/---

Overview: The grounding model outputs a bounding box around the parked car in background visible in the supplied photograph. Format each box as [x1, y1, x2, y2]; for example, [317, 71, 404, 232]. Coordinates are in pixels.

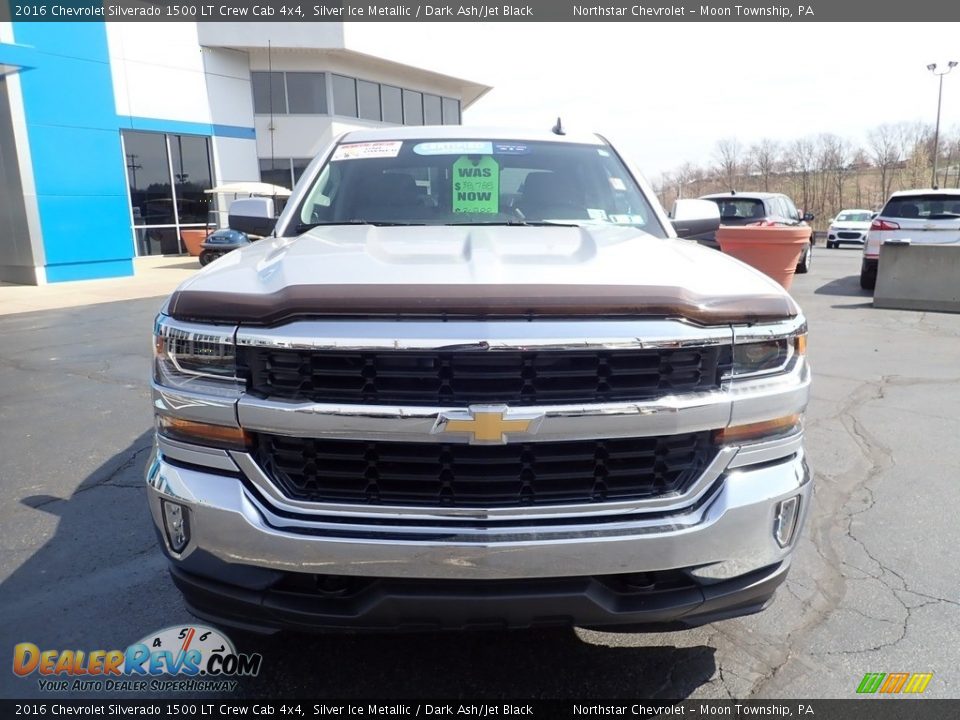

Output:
[860, 189, 960, 290]
[827, 210, 876, 248]
[691, 192, 814, 273]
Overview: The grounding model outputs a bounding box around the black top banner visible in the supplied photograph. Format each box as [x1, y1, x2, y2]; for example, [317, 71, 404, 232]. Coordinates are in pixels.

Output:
[0, 0, 960, 23]
[0, 698, 960, 720]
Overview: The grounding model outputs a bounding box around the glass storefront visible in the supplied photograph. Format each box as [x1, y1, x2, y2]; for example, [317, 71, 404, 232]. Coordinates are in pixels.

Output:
[123, 130, 216, 255]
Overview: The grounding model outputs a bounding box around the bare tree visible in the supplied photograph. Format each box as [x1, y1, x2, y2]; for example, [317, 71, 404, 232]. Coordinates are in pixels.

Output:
[817, 133, 853, 217]
[897, 122, 932, 188]
[747, 138, 780, 192]
[867, 124, 903, 205]
[784, 138, 815, 219]
[717, 138, 741, 190]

\---

(Task prompt): Return all of the items above verbatim, leaving out the pictures.

(The answer):
Overview: The grounding model outputs a bounding box around the parked car in background visible in the supplied photograph. Format each box as [x1, y1, x2, y2]; for example, [317, 71, 404, 232]. Coordinates are in pixels.


Output:
[860, 189, 960, 290]
[827, 210, 876, 248]
[691, 192, 814, 273]
Overview: The grounding model outputs a bounding box around the black top banner visible in the supplied photograph. Format each box as [x1, y1, x2, y2]; for example, [317, 71, 404, 232]. Coordinates are in pixels.

Output:
[0, 0, 960, 23]
[0, 698, 960, 720]
Overview: The grounding model outputs a bounding box around the glass storefront visible in the supplied photograph. Format each box as [x1, y1, x2, y2]; for example, [317, 71, 404, 232]. Coordinates are in pixels.

Output:
[123, 130, 216, 255]
Overview: The grounding model outputs a bounding box around the bare tree visible in the supplied photograph. Format each box as [x1, y1, x2, y2]; for example, [317, 71, 404, 232]. Coordinates are in pixels.

Output:
[817, 133, 853, 217]
[897, 122, 932, 188]
[747, 138, 780, 192]
[867, 124, 903, 205]
[784, 138, 815, 219]
[717, 138, 741, 190]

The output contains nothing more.